START
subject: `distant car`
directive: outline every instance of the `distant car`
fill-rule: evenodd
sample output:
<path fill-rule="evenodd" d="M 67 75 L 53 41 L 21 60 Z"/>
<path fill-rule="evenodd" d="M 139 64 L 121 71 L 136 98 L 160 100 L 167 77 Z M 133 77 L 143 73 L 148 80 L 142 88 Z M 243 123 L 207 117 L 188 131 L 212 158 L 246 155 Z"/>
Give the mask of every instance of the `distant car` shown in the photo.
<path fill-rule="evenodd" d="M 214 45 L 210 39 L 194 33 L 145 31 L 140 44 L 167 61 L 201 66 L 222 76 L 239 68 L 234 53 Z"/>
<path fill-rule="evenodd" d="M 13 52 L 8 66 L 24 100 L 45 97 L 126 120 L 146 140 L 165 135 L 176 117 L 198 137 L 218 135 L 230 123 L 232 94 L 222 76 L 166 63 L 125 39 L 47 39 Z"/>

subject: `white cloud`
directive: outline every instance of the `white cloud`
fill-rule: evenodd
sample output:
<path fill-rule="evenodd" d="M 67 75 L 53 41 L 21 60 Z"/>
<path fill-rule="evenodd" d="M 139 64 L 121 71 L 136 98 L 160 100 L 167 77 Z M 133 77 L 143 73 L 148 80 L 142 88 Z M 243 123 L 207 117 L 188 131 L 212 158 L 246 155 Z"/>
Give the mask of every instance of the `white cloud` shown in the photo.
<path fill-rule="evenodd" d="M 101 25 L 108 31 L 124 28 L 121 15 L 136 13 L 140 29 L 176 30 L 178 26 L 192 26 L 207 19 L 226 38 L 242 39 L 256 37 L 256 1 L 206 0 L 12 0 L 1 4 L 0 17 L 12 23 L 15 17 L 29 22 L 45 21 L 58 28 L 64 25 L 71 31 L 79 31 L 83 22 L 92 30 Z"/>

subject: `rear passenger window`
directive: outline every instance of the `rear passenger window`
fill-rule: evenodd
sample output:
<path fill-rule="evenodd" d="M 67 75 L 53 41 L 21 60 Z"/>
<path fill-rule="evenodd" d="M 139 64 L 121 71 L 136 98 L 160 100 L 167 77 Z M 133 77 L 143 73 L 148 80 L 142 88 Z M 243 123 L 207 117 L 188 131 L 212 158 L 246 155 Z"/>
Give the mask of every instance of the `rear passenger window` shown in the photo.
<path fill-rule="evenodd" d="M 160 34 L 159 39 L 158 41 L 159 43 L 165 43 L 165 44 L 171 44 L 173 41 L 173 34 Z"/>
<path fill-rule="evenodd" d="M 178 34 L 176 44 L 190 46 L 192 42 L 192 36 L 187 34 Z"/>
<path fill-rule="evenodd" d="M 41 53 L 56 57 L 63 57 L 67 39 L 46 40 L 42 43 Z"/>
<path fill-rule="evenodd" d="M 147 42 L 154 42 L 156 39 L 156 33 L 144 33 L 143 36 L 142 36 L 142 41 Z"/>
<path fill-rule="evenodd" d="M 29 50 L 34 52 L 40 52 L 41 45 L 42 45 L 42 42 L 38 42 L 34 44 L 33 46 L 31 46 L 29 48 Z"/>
END
__DIRECTIONS FOR THIS TASK__:
Rewrite all of the records above, changing every "instance" to "occurrence" and leaving everything else as it is.

__RESPONSE TO THE TASK__:
subject: `distant car`
directive: outline every occurrence of the `distant car`
fill-rule: evenodd
sample output:
<path fill-rule="evenodd" d="M 67 75 L 53 41 L 21 60 Z"/>
<path fill-rule="evenodd" d="M 139 64 L 121 71 L 136 98 L 160 100 L 167 77 Z M 133 77 L 143 73 L 148 80 L 142 88 Z M 243 123 L 207 117 L 188 131 L 212 158 L 246 155 Z"/>
Give the mask of every occurrence of the `distant car` shown in the photo.
<path fill-rule="evenodd" d="M 214 45 L 210 39 L 194 33 L 145 31 L 140 44 L 167 61 L 201 66 L 222 76 L 239 68 L 234 53 Z"/>
<path fill-rule="evenodd" d="M 13 52 L 8 66 L 24 100 L 45 97 L 126 120 L 146 140 L 165 135 L 176 117 L 198 137 L 218 135 L 230 123 L 232 94 L 222 76 L 166 63 L 125 39 L 47 39 Z"/>

subject: `white cloud`
directive: outline every occurrence of the `white cloud`
fill-rule: evenodd
sample output:
<path fill-rule="evenodd" d="M 67 75 L 53 41 L 21 60 Z"/>
<path fill-rule="evenodd" d="M 139 64 L 121 71 L 136 98 L 160 100 L 167 77 Z M 133 77 L 143 73 L 148 80 L 142 88 Z M 243 123 L 207 117 L 188 131 L 212 158 L 246 155 Z"/>
Give the mask of every occurrence of the `white cloud` shown in the photo.
<path fill-rule="evenodd" d="M 101 25 L 108 31 L 124 28 L 121 15 L 136 13 L 140 29 L 176 30 L 178 26 L 192 26 L 207 19 L 226 38 L 242 39 L 256 37 L 256 1 L 206 0 L 12 0 L 1 4 L 0 17 L 12 23 L 15 17 L 29 22 L 45 21 L 58 28 L 64 25 L 71 31 L 79 31 L 83 22 L 92 30 Z"/>

subject: `rear passenger window`
directive: outline every occurrence of the `rear passenger window`
fill-rule: evenodd
sample output:
<path fill-rule="evenodd" d="M 67 75 L 53 41 L 21 60 Z"/>
<path fill-rule="evenodd" d="M 139 64 L 121 71 L 136 98 L 160 100 L 167 77 Z M 133 77 L 143 73 L 148 80 L 142 88 Z M 243 123 L 207 117 L 188 131 L 212 158 L 246 155 Z"/>
Give the mask of every occurrence of the `rear passenger window` shown in the photo.
<path fill-rule="evenodd" d="M 160 34 L 159 39 L 158 41 L 159 43 L 165 43 L 165 44 L 171 44 L 173 41 L 173 34 Z"/>
<path fill-rule="evenodd" d="M 178 34 L 176 44 L 190 46 L 192 42 L 192 36 L 187 34 Z"/>
<path fill-rule="evenodd" d="M 41 53 L 56 57 L 63 57 L 67 39 L 46 40 L 42 43 Z"/>
<path fill-rule="evenodd" d="M 147 42 L 154 42 L 156 39 L 156 33 L 144 33 L 143 36 L 142 36 L 142 41 Z"/>
<path fill-rule="evenodd" d="M 29 50 L 34 52 L 40 52 L 41 45 L 42 45 L 42 42 L 38 42 L 34 44 L 33 46 L 31 46 L 29 48 Z"/>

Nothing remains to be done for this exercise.